## TASK DIRECTIONS
Please write out every row below word for word, omitting the pictures.

= = = = = = =

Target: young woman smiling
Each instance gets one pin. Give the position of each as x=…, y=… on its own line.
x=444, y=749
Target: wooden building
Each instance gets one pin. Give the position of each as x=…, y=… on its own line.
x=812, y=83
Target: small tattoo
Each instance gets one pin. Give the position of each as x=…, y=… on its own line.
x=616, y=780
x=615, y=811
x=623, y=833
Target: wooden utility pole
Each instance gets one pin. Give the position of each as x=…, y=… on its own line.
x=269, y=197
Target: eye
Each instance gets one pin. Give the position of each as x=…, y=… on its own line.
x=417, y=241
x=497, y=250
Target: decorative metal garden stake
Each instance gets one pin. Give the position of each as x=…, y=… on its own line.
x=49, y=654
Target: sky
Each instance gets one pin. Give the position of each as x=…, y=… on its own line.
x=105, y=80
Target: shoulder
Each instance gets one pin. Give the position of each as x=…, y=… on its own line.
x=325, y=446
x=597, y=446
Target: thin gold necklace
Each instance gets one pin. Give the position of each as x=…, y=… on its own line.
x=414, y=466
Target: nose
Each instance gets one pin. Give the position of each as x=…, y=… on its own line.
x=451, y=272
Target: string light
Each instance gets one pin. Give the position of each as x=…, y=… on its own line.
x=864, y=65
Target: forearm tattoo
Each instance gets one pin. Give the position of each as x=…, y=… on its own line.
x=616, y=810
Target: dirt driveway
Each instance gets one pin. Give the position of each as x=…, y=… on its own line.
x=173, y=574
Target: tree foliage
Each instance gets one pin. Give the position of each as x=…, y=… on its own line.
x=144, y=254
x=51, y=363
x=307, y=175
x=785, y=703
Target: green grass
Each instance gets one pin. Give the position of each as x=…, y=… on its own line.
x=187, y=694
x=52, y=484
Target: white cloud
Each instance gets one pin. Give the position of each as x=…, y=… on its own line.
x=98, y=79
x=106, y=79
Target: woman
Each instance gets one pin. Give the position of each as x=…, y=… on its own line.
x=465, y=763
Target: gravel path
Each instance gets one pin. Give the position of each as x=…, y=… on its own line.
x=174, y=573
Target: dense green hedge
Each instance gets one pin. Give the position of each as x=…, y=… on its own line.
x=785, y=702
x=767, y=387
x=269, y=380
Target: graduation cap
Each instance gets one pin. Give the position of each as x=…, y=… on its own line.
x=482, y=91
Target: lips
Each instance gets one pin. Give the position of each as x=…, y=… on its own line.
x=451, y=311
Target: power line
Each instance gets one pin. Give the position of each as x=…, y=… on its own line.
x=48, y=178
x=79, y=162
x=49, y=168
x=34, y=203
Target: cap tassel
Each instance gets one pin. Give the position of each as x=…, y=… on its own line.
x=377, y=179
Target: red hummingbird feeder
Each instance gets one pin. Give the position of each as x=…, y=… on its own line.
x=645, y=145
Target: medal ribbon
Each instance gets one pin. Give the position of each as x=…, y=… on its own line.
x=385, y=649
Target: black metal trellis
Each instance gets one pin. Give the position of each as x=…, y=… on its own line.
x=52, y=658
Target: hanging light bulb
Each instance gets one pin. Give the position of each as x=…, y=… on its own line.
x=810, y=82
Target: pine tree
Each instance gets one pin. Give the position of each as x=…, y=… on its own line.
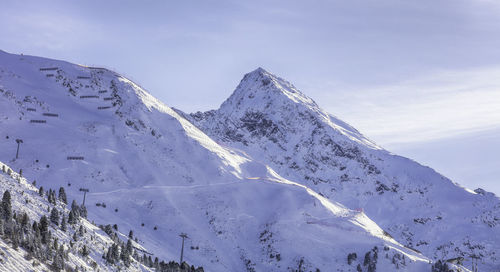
x=85, y=251
x=54, y=216
x=44, y=229
x=25, y=220
x=75, y=209
x=129, y=246
x=83, y=211
x=63, y=223
x=6, y=209
x=71, y=218
x=62, y=196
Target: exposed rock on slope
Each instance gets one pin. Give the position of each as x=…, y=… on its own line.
x=270, y=120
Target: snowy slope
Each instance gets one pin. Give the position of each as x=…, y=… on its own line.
x=159, y=175
x=270, y=120
x=26, y=199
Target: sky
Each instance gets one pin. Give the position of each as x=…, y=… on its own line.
x=420, y=78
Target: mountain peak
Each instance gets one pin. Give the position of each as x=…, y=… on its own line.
x=261, y=89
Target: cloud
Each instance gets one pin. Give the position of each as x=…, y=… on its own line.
x=439, y=105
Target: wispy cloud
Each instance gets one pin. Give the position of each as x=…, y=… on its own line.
x=442, y=104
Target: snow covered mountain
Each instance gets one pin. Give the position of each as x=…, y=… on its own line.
x=150, y=170
x=270, y=120
x=69, y=245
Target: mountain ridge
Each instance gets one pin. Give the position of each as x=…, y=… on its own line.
x=339, y=163
x=158, y=174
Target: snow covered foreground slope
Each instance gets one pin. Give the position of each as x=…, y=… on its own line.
x=151, y=171
x=270, y=120
x=77, y=246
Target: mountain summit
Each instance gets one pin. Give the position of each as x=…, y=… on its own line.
x=268, y=182
x=149, y=170
x=274, y=123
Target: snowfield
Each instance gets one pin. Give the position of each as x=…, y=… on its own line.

= = = = = = =

## EXPECTED OUTPUT
Target: young woman smiling
Each instance gets one pin. Give the position of each as x=…, y=… on its own line.
x=444, y=749
Target: wooden building
Each instance gets one pin. Give the position of each as x=…, y=… on its own line.
x=812, y=83
Target: small tattoo
Each instance gets one pin. Give the position of each as x=…, y=… on its own line.
x=616, y=780
x=615, y=811
x=623, y=833
Target: wooden utility pole
Each instance gets one pin. Give the position of each as x=…, y=… on its own line.
x=269, y=197
Target: eye
Each instance gets one pin. Give the position of each as x=…, y=… on its own line.
x=417, y=241
x=497, y=250
Target: decorative metal garden stake
Each instance gets one pin. Give the position of each as x=…, y=… on its own line.
x=49, y=654
Target: sky
Each instance gets one pin. Give the position of each as x=…, y=… on its own line.
x=105, y=80
Target: shoulder
Each instance gets one pin. Give the position of each as x=…, y=… on its own line.
x=325, y=446
x=597, y=446
Target: thin gold necklace
Each instance gets one pin. Give the position of each as x=…, y=… on its own line.
x=414, y=466
Target: nose
Each instance gets one pin. Give the position of each as x=…, y=… on its own line.
x=451, y=272
Target: string light
Each instance gets one pin. Give the position of each as x=…, y=… on its own line.
x=864, y=65
Target: forearm tattoo
Each instance gets one pin. Give the position of each as x=…, y=… on its own line.
x=616, y=810
Target: dirt driveway
Each instance gets one pin. Give the position of each as x=…, y=… on its own line.
x=173, y=574
Target: tree foliage
Each instance gets one pin. Give the position of each as x=…, y=… on its own line.
x=144, y=254
x=51, y=363
x=307, y=175
x=785, y=703
Target: green grass
Each instance gets one pin. Give the position of each as x=…, y=… on its own line.
x=187, y=694
x=52, y=484
Target: white cloud
Each instance gets one pin. Give the position of each as x=…, y=… on its own line.
x=98, y=79
x=106, y=79
Target: woman
Each instance gets one pin. Give the position of each as x=…, y=… on its own line.
x=465, y=763
Target: gravel path
Each instance gets one pin. Give the position of each as x=…, y=… on its own line.
x=174, y=573
Target: dense green hedge
Each instance gets one pin. Give the position of each as x=…, y=… on its own line.
x=785, y=702
x=767, y=387
x=269, y=380
Target: graduation cap
Each instance gets one pin. Give the position of each as x=…, y=… on its own line.
x=482, y=91
Target: lips
Each instance gets one pin. Give the position of each as x=…, y=… on its own line.
x=451, y=311
Target: power line
Each instance gets one pin. Give the position of each as x=…, y=… on its own line.
x=48, y=178
x=79, y=162
x=49, y=168
x=34, y=203
Target: cap tassel
Each instance gets one pin. Give the position of each as x=…, y=… on its own line.
x=377, y=179
Target: red hummingbird feeder
Each instance gets one pin. Give the position of each as x=…, y=… on its own line.
x=645, y=145
Target: medal ribbon
Each instance gets one pin. Give the position of each as x=…, y=… on its own line.
x=385, y=649
Target: black metal trellis
Each instance gets one pin. Give the position of each as x=…, y=… on its own line.
x=52, y=658
Target: hanging light bulb
Each instance gets one pin. Give the position of each as x=…, y=… on its own line.
x=810, y=82
Target: pine tree
Each instance gets one pin. Give the position of each as x=…, y=… on its own line.
x=85, y=251
x=54, y=216
x=44, y=229
x=25, y=220
x=75, y=209
x=129, y=246
x=83, y=211
x=63, y=223
x=6, y=209
x=71, y=218
x=62, y=196
Target: exposed rock on slope
Each instance gets one pin. Give the position of each as x=…, y=… on its own line.
x=270, y=120
Target: snowy slope
Each instance gets one pin. Give the position of each as x=…, y=… on its own line.
x=159, y=175
x=270, y=120
x=26, y=199
Target: sky
Each instance gets one pin. Give the position of each as x=…, y=… on its own line.
x=420, y=78
Target: mountain peak
Each instance gets one pin. Give the position of each as x=…, y=… on its own line.
x=261, y=89
Target: cloud
Each instance gets one pin. Give the position of each as x=…, y=… on its own line.
x=439, y=105
Target: wispy cloud
Each instance gets one pin. Give the position of each as x=…, y=… on its own line.
x=442, y=104
Target: snow covered mountain
Each instance gets one pin. Give the position of each as x=…, y=… on its own line.
x=150, y=170
x=270, y=120
x=69, y=245
Target: mountain ridge
Each instance gets one pin. Give the position of each as x=…, y=… on its own line.
x=339, y=163
x=158, y=174
Target: snow covered foreground slope
Each instance gets one pin. Give the position of each as x=…, y=… on its own line.
x=151, y=171
x=270, y=120
x=77, y=246
Target: mountain summit
Each instance gets one pin. Give the position of each as x=…, y=… on its own line.
x=268, y=182
x=149, y=170
x=274, y=123
Target: snowfield
Each instance gets one pin. Give the position of each as x=…, y=… on its own line.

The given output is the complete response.